- WRITTEN TASK
Recast the lines from the one with "If you could indicate the grass" up to and including the one with "point(203, 36)" as a two-column CSV headed prompt_text and answer. Give one row for each thing asked, putting its wording under prompt_text and its answer under answer, with each field in quotation marks and every line break turned into a space.

- DATA PROVIDED
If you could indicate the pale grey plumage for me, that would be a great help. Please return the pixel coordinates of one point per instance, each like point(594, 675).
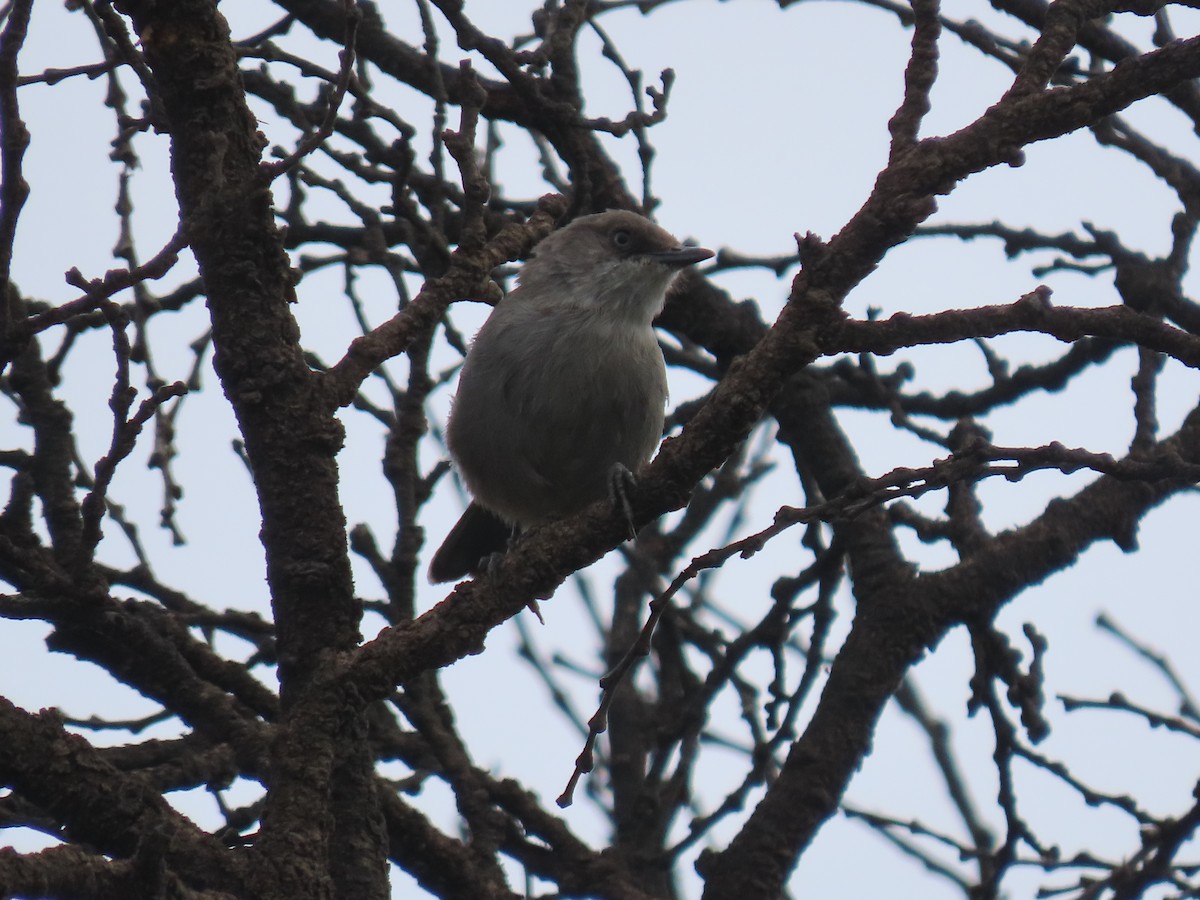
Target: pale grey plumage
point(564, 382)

---

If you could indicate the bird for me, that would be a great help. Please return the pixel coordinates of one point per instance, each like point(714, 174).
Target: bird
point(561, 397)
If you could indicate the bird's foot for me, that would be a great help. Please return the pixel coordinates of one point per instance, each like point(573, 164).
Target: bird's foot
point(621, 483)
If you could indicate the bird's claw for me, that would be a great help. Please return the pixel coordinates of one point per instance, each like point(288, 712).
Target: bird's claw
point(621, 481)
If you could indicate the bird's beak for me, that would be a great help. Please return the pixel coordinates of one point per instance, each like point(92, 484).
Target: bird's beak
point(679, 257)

--

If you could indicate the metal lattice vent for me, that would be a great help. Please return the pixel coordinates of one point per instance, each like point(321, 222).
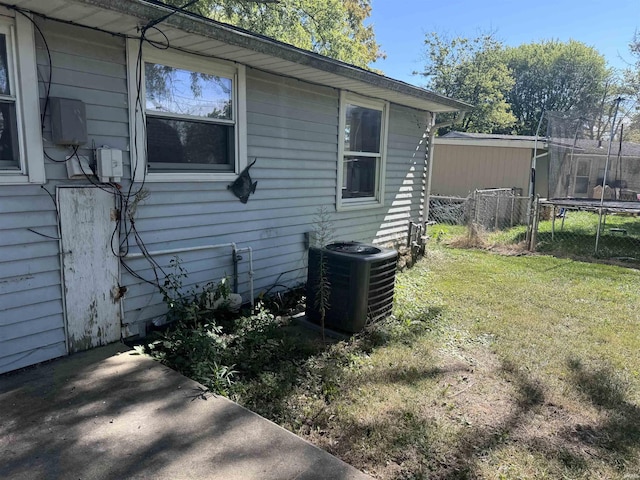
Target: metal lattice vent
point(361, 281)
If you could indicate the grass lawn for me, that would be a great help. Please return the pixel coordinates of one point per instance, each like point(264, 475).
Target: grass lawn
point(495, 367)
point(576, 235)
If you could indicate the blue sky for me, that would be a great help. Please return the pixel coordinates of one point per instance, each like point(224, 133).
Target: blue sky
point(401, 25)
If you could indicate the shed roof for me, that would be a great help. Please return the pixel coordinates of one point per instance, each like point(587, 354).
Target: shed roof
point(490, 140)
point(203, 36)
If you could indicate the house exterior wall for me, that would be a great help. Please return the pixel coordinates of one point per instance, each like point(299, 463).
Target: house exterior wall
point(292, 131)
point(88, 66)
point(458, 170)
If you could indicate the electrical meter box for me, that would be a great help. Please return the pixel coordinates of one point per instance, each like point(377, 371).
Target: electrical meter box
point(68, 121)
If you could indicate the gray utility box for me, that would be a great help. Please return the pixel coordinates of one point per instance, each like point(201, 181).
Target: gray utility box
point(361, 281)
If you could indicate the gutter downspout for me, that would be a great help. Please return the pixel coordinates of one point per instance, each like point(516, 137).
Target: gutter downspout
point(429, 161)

- EXERCISE OUTPUT
prompt_text,answer
"If you could indicate the grass lawn for me, that would be a great help. Please return the pixel coordinates of one point per instance, each like point(264, 475). Target: grass lawn","point(495, 367) point(576, 235)"
"If you could indicate the blue sky for me, that would be a great help. Please return the pixel coordinates of one point per instance, each like point(224, 133). Target: blue sky","point(401, 25)"
"If you could indicate the shed roof for me, that would be a great help. Please return the pixel coordinates of one point per instance, each like point(587, 354). Target: shed roof","point(490, 140) point(203, 36)"